Monday, February 05, 2007
by Jake Rossen (jrossen@sherdog.com)

With pay-per-view prices rising steadily and more mixed martial arts events being broadcast than ever before, it’s crucial that fans have consistent coverage to turn to for accurate, knuckle-by-knuckle postscripts of their favorite bouts.

This is not that coverage.

Saturday’s UFC card deflated fan enthusiasm when middleweight title contender Travis Lutter (Pictures) failed to sweat out enough electrolytes to make his bid official. “How dare he not dehydrate himself to the point of catatonia,” the irate crowd was heard to utter in between sips of beer.

Regardless, the show went on as scheduled. For those of you who were disinclined to spend a Saturday night in the company of lonely men at your local Hooter’s, I offer these notes.

10:02 p.m. In a new faux-Roman intro, the UFC’s welfare Russell Crowe suits up for battle and enters the arena. I think this is from chapter eight of Subtext for Dummies.

# # # # #

▸ **What you need to do**
1) Quote the UFC column from "Monday, February 05, 2007" up to and including "sips of beer.".
2) In the UFC column, in which weight class was Travis Lutter a title contender?

▸ **Dataset section**
# # # # #

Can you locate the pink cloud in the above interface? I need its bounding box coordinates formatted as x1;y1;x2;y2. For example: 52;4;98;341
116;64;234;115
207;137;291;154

# # # # #

▸ **Solution list**
1)
Monday, February 05, 2007
by Jake Rossen (jrossen@sherdog.com)

With pay-per-view prices rising steadily and more mixed martial arts events being broadcast than ever before, it’s crucial that fans have consistent coverage to turn to for accurate, knuckle-by-knuckle postscripts of their favorite bouts.

This is not that coverage.

Saturday’s UFC card deflated fan enthusiasm when middleweight title contender Travis Lutter (Pictures) failed to sweat out enough electrolytes to make his bid official. “How dare he not dehydrate himself to the point of catatonia,” the irate crowd was heard to utter in between sips of beer.

2) Middleweight.